# Newly separated and kids maintenance and both unemployed.



## Tullytara (1 Jan 2012)

Hi,

I am newly separated and am concerned that my exhubby seems to have been advised that he doesn't have to pay maintenance for our two children.

One is 9 and the other  is 2yr 6 month.  Both children have disabilities and I have been told by the ex that according to advice from a solcitor he doesn't have to pay anything to the kids.  We are both unemployed and he did claim for me but that changed when he told the dole we split up after just 3 weeks, so until next week I have no cash coming into the house. 

Even then it's gonna take up to 6 weeks for my claim to go through. Once all this is settled how much should I ask from him for the children, we think he will be getting 188.00 a week from the dole plus his voluntary work of 60 euro. 

I have the house and everything to pay for as well what am I to expect from him other than trouble? 


Please inhope you can help


----------



## Sue Ellen (1 Jan 2012)

Hi,

Welcome to AAM.

Sorry to hear that you are getting this hassle from your ex-husband.  

You may get some advice from  previous AAM threads whilst you are waiting for replies from others here.

I have moved your thread to the Social Welfare forum as your questions may be relevant there also.  A copy of your thread will remain the original forum for a month also so keeping your options open.

Hope things work out for you in 2012


----------



## gipimann (1 Jan 2012)

If you have no income, you can apply for Supplementary Welfare Allowance (SWA) while you're waiting for another SW claim to be decided.   The SWA Officer is usually based at your local health centre.

Are you in receipt of Domiciliary Care Allowance (DCA) for your children?   Entitlement depends on their disabilities - you can find out more information here:

http://www.welfare.ie/en/schemes/il...allowance/Pages/DomiciliaryCareAllowance.aspx

If your children qualify for DCA, then you may qualify for a Carer's Payment.


----------



## Tullytara (2 Jan 2012)

Hi thanks for the responses 
i do get DCA, one of the things our counseller for special needs sorted when we had my sons diagnosis, its just everything else now that i need to work out.
so hard to get stuff staright right now


----------



## Thirsty (3 Jan 2012)

All parents are legally obliged to support their children.  Your former husband is not exempted from this legal obligation; if you are their primary carer, he must pay child maintenance to you. 

If he is not in employment the likelihood is that he will not be ordered to pay much more than around €20/30 per week. 

However it is possible that he might be able to claim the dependent child allowance if your children are deemed to be 'qualified' by Social Welfare.  More information on the SW site, www.welfare.ie.


----------



## Ildánach (9 Jan 2012)

Get yourself down to your local FLAC clinic for some legal advice on maintenance, and in relation to separation issues in general.  www.flac.ie


----------

◆ RAW DATA:

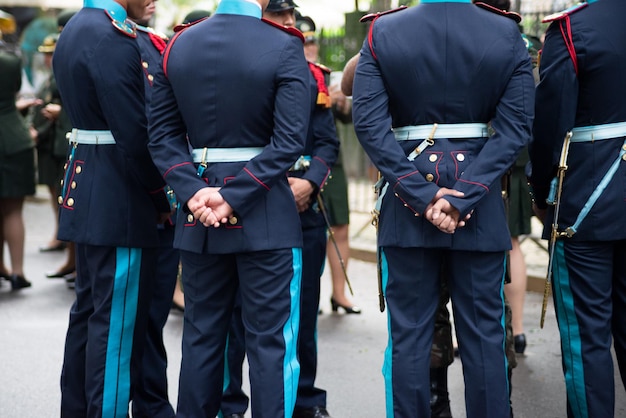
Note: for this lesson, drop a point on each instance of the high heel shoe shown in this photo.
(519, 341)
(18, 282)
(347, 309)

◆ YOUR INSTRUCTIONS: Please copy the forum thread on separation and child maintenance from "## gipimann (1" to "local health centre.", swapping "health centre" for "social welfare office".

◆ SOLUTION TO THE EXERCISE:
## gipimann (1 Jan 2012)

If you have no income, you can apply for Supplementary Welfare Allowance (SWA) while you're waiting for another SW claim to be decided.   The SWA Officer is usually based at your local social welfare office.